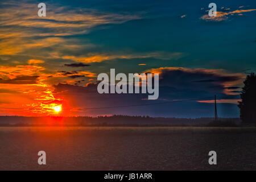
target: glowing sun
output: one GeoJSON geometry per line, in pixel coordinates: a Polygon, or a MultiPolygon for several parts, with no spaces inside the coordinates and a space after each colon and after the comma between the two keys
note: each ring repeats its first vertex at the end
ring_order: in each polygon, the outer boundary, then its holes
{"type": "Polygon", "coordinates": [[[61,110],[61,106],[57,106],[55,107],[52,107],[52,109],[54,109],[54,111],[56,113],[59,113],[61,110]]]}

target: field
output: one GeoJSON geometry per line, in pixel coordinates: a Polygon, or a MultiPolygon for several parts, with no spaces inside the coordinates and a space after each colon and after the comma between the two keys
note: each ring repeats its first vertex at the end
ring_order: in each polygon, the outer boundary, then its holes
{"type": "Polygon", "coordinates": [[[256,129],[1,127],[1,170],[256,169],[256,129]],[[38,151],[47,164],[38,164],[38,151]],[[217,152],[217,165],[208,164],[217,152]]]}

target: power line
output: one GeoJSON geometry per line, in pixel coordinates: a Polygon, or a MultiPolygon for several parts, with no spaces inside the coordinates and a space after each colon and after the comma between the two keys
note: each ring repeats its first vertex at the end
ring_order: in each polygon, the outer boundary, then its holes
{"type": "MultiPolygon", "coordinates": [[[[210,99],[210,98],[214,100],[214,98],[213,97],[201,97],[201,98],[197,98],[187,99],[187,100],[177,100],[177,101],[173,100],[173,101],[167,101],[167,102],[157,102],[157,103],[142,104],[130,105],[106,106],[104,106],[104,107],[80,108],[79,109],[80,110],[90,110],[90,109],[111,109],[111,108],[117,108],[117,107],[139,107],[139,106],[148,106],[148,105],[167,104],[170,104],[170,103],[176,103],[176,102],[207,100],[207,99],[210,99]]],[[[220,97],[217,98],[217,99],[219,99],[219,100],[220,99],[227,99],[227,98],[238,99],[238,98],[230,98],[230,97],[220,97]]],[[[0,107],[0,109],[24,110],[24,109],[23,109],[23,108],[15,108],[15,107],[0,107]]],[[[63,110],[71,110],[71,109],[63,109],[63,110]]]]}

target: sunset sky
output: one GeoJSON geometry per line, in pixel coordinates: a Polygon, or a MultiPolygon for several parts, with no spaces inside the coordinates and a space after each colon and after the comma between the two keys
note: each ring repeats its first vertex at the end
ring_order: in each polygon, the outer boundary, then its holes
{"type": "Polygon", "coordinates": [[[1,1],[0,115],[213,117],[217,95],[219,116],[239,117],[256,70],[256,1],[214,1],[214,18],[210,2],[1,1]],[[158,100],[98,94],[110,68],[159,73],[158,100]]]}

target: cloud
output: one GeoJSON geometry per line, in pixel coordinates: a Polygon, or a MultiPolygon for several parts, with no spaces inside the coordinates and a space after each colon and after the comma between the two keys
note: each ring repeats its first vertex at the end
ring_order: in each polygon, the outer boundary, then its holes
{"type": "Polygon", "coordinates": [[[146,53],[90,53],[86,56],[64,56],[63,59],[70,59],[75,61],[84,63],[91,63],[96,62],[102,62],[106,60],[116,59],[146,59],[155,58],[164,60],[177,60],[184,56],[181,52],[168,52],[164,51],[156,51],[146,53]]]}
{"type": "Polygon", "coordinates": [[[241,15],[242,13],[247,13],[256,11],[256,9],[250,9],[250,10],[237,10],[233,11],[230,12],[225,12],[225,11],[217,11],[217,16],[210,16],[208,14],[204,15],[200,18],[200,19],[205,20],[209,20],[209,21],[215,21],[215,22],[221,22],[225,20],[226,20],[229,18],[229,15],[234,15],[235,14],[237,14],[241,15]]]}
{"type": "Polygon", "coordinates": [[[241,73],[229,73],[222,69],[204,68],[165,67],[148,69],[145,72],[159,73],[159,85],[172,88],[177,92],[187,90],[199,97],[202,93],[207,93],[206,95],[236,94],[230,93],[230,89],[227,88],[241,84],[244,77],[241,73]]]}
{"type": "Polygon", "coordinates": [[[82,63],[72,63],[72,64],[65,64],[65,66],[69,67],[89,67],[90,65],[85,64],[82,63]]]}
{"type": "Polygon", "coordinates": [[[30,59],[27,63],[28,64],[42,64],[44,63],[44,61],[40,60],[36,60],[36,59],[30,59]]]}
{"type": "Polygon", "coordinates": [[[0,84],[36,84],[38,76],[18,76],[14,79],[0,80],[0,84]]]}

- - - -

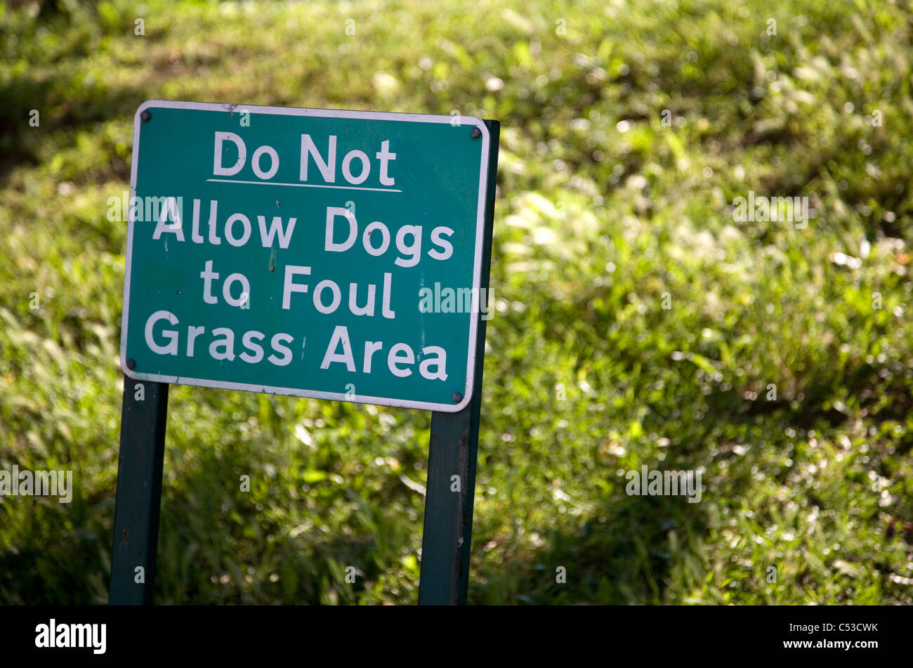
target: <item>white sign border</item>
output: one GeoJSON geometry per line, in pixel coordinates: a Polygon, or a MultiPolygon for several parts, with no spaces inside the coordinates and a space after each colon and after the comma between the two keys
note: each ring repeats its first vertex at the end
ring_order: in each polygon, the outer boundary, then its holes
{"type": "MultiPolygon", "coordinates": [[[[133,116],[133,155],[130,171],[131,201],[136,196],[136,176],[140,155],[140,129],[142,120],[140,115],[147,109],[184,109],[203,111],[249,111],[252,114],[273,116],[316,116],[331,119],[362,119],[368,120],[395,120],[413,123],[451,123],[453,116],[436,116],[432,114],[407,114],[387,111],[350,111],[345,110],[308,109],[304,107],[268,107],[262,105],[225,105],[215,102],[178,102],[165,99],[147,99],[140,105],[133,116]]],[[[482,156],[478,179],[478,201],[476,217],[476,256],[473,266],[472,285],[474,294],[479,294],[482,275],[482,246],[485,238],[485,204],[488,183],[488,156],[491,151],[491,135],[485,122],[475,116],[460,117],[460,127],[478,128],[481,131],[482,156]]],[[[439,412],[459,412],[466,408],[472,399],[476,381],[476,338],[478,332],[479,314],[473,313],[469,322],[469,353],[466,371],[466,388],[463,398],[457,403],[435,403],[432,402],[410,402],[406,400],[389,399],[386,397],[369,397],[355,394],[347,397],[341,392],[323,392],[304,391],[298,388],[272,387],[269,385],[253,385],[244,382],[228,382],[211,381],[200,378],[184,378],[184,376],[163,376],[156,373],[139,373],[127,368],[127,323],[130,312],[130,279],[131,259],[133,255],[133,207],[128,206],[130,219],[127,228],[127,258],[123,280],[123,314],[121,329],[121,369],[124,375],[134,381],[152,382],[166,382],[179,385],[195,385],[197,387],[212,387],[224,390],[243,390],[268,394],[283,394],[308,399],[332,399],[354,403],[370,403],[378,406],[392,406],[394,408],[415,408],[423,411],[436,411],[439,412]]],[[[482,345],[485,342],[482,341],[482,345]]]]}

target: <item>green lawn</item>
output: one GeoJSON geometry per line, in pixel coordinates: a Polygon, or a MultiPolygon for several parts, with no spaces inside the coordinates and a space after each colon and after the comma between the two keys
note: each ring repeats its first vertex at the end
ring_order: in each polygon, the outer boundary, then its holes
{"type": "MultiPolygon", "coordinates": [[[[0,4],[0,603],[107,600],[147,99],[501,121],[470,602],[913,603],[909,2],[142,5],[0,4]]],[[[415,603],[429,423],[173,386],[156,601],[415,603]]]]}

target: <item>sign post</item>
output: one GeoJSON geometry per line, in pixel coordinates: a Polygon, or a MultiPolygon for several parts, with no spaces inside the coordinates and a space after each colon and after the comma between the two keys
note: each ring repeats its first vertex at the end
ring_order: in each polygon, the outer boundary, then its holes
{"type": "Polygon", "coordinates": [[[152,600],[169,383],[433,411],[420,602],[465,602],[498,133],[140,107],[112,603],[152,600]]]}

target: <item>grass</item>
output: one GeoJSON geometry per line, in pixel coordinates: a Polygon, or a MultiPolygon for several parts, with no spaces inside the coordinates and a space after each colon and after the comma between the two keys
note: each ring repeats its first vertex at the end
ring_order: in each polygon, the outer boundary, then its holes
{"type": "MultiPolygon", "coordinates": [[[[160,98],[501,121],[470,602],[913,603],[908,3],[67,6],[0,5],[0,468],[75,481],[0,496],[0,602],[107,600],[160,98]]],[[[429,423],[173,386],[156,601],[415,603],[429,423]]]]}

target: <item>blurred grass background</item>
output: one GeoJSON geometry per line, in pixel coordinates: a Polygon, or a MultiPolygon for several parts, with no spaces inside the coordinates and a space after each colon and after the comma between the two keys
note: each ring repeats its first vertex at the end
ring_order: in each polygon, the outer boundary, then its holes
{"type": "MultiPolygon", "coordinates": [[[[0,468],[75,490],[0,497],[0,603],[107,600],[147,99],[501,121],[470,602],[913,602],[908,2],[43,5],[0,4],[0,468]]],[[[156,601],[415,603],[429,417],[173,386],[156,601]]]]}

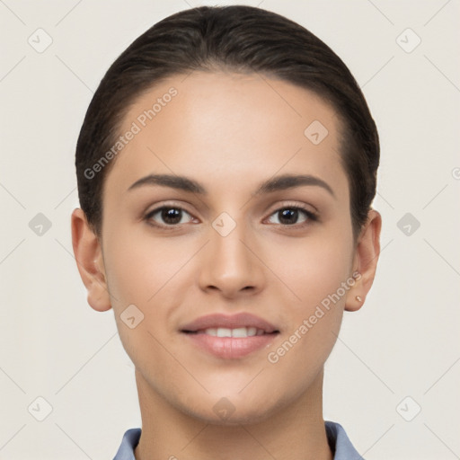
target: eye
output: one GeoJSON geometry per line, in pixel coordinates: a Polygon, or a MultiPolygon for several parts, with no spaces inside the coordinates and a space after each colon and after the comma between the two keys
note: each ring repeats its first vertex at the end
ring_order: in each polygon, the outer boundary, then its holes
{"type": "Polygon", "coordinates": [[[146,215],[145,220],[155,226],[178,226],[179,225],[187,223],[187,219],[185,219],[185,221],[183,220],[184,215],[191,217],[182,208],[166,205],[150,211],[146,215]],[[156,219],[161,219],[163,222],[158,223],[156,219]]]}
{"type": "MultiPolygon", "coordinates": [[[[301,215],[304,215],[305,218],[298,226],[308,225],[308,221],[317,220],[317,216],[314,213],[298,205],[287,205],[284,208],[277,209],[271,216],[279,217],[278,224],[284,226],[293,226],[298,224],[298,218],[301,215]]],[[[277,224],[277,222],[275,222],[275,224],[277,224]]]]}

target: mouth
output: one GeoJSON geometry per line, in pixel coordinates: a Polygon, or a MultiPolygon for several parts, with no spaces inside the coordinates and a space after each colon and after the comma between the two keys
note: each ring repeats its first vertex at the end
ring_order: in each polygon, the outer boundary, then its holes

- - - -

» THE REQUEST:
Pick out every line of the data that contains the string "target" and copy each one. Matching is case-sensitive.

» SOLVED PROBLEM:
target: glowing sun
target: field
target: power line
target: sunset sky
target: cloud
target: <item>white sign border</item>
target: <item>green lawn</item>
target: <item>sign post</item>
target: <item>grass</item>
target: <item>blurred grass background</item>
target: eye
target: mouth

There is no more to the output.